> DATA FOR THIS EXERCISE

***

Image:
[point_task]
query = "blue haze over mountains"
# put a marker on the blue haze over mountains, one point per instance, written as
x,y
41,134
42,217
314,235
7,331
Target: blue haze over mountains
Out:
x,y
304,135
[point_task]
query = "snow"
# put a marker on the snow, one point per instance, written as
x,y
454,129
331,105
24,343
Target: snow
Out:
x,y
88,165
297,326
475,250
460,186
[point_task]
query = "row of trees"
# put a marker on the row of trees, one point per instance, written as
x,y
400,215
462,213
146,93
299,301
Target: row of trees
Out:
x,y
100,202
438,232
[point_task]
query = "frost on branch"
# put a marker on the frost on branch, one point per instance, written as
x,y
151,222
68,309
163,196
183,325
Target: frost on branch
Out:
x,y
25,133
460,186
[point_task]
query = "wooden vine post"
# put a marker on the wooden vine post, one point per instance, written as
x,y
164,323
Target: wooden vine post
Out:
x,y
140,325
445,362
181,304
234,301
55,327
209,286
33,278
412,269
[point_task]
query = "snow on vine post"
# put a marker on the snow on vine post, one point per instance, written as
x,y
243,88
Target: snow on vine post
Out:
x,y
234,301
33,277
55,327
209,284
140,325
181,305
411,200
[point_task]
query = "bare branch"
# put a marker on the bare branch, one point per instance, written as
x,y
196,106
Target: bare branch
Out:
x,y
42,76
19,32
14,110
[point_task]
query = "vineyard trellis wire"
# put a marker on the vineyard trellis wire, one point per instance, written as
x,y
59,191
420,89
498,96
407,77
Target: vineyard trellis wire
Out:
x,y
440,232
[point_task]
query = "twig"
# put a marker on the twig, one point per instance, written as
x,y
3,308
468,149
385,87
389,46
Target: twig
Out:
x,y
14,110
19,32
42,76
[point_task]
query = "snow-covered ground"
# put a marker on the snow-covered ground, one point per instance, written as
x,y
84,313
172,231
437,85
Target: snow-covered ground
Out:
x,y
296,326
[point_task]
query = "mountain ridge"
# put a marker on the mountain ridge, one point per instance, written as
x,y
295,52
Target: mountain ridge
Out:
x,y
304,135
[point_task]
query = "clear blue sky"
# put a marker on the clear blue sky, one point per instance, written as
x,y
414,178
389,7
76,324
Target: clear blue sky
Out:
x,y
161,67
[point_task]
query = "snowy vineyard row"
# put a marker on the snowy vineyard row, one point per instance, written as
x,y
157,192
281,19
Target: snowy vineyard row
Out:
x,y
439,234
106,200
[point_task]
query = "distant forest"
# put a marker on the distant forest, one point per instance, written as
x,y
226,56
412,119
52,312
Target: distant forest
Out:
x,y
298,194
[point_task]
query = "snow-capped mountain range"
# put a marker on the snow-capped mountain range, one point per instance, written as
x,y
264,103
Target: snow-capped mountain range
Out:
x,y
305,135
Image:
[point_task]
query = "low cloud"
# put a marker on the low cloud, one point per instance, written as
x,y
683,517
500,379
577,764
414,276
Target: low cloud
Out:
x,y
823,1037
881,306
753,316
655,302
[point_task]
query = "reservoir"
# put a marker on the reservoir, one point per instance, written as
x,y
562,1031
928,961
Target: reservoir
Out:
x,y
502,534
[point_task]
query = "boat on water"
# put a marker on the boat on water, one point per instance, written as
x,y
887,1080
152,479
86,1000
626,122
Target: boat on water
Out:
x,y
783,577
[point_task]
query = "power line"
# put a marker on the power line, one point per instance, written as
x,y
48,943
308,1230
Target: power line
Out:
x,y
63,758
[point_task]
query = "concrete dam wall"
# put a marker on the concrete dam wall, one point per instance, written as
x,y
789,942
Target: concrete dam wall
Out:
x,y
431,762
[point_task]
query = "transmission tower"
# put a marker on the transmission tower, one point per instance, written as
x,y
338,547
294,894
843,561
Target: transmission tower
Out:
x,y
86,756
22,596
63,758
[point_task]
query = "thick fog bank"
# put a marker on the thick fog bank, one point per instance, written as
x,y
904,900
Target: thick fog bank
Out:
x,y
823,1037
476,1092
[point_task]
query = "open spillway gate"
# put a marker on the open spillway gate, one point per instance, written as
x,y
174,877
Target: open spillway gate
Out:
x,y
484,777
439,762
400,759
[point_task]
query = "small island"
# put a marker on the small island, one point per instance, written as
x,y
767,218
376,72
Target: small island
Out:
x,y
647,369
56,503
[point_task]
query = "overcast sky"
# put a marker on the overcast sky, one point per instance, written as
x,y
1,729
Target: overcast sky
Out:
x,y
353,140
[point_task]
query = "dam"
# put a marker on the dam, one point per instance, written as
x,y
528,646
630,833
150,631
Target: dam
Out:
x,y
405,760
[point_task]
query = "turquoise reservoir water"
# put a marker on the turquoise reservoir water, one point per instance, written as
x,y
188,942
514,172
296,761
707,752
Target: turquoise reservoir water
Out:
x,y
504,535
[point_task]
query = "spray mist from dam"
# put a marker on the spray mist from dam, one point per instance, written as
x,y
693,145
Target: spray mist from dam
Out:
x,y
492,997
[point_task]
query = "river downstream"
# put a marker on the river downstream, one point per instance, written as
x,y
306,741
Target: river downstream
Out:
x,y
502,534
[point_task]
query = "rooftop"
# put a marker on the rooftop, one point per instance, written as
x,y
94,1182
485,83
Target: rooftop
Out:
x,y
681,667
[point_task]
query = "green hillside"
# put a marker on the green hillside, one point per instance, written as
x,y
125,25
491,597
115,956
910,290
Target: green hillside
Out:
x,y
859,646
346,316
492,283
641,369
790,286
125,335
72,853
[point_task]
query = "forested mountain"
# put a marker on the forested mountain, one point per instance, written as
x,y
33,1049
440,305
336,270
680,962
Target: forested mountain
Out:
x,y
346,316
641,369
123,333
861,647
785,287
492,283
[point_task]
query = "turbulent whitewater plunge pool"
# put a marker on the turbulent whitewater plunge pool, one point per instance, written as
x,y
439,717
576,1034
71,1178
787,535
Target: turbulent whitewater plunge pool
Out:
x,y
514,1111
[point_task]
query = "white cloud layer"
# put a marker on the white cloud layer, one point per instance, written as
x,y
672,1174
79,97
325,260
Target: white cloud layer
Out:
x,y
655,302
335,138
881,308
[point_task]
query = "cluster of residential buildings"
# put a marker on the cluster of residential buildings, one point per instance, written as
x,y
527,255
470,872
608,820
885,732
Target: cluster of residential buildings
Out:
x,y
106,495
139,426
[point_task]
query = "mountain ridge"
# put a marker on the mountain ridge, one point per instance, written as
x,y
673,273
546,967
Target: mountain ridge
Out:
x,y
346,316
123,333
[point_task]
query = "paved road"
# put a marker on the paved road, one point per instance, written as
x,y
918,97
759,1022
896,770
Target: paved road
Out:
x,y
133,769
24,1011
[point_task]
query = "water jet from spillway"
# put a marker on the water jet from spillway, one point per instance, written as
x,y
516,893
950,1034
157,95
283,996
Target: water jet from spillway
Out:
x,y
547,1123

***

> EXERCISE PROMPT
For each line in the entries that holds "open", return that line.

> TASK OUTPUT
query = "open spillway gate"
# put a marker on the open spillway gate, one point per instance, written as
Target: open spillway gate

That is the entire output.